READING TEXT:
>> START

This topic describes the GitHub public event data in the MaxCompute public dataset and how to query GitHub public event data in MaxCompute. This topic also provides query examples and data analysis results.
Overview
A large number of developers develop open source projects on GitHub and generate a large number of events during the development process. GitHub records the information about each event, including the event type, event details, the developer, and the code repository. GitHub also exposes public events, such as the events of starring repositories and submitting code. For more information about event types, see GitHub event types. The GH Archive project summarizes GitHub public events on an hourly basis and allows developers to access the events. For more information about the GH Archive project, see GH Archive.
MaxCompute batch processes and develops large amounts of public event data that is provided by GH Archive and generates two tables. The following table describes the information about the two tables.
Table name | Description | Update cycle |
dwd_github_events_odps | Fact table of GitHub public event data | T+1 hours |
dws_overview_by_repo_month | Aggregate table of monthly metrics of GitHub public event data | T+1 days |
The dwd_github_events_odps
and dws_overview_by_repo_month
tables are stored in the github_events
schema of the MaxCompute public project BIGDATA_PUBLIC_DATASET
. For more information about schemas, see Schema-related operations. If you have activated MaxCompute, you can access the tables across projects.
Table details
dwd_github_events_odps
The fact table stores the main information about each GitHub public event and is updated every T+1
hours. The following table describes the fields in the fact table.

>> END

RECORDED DATA:
>> START

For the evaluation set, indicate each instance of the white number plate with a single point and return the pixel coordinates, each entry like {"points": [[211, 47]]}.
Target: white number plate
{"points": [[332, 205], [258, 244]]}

>> END

REQUIREMENTS:
Please answer these questions about the text on GitHub public event data in MaxCompute:
1. On what basis does the GH Archive project summarize GitHub public events?
2. What is the update cycle of the dws_overview_by_repo_month table?
3. In which schema of which MaxCompute public project are the two tables stored?

COMPLETE RESPONSE:
1. On an hourly basis.
2. T+1 days.
3. The github_events schema of the BIGDATA_PUBLIC_DATASET project.